» Task statement
Please repeat the lines below, swapping every "instance" for "occurrence" and leaving everything else as it stands.

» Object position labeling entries
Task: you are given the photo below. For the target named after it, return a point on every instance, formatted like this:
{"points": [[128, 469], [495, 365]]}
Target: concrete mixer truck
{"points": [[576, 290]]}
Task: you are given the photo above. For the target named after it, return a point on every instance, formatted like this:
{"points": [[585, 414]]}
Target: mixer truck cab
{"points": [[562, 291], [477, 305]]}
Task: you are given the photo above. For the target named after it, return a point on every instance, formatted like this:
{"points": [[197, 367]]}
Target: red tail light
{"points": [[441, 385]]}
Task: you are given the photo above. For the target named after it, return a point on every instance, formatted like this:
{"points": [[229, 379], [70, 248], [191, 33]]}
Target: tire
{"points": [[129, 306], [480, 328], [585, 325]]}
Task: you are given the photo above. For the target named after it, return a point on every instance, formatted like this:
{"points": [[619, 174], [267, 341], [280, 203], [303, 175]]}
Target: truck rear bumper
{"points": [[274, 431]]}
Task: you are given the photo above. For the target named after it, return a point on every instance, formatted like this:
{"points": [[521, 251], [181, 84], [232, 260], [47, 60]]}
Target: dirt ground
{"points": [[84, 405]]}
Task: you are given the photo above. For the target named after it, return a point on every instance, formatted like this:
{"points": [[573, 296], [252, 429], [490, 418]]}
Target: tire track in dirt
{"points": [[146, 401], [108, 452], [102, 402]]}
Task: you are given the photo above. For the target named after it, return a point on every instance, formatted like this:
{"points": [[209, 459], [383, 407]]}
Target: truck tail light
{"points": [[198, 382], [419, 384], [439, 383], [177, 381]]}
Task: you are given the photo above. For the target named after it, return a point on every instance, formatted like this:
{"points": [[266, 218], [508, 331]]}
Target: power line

» Right answer
Task: you are given the photo below. For the target named after it, return a point on every occurrence, formatted like this:
{"points": [[128, 469], [495, 365]]}
Target: concrete mixer truck
{"points": [[576, 290]]}
Task: you are given the photo above. For the target named after it, return a point on every occurrence, formatted like this:
{"points": [[585, 414]]}
Target: mixer truck cab
{"points": [[562, 291], [477, 305]]}
Task: you are given the photo above. For the target named after it, return a point on every occurrence, formatted like this:
{"points": [[197, 367]]}
Target: red tail light
{"points": [[441, 385]]}
Task: you are given the photo above. For the target named after it, return a point on every occurrence, formatted like this:
{"points": [[229, 379], [70, 248], [191, 33]]}
Target: tire
{"points": [[129, 306], [480, 328], [585, 325]]}
Task: you are given the photo above. For the target named after it, return a point on every occurrence, formatted like this:
{"points": [[619, 174], [267, 341], [280, 203], [303, 175]]}
Target: truck rear bumper
{"points": [[274, 431]]}
Task: you are given the photo above. For the target named after it, return a point on every occurrence, formatted like this:
{"points": [[521, 251], [181, 84], [232, 260], [47, 60]]}
Target: dirt ground
{"points": [[84, 405]]}
Task: you are given the photo above. For the target named after it, return a point on every occurrence, formatted like this:
{"points": [[573, 296], [252, 429], [490, 418]]}
Target: tire track in dirt
{"points": [[146, 401], [108, 452], [102, 402]]}
Task: you are given the photo above. For the target named after it, return a point on every occurrence, formatted like this:
{"points": [[209, 459], [383, 407]]}
Target: truck tail light
{"points": [[198, 382], [419, 384], [439, 383], [177, 381]]}
Task: you are given the photo above. For the target named after it, return a point on every occurrence, formatted like this:
{"points": [[266, 218], [508, 331]]}
Target: power line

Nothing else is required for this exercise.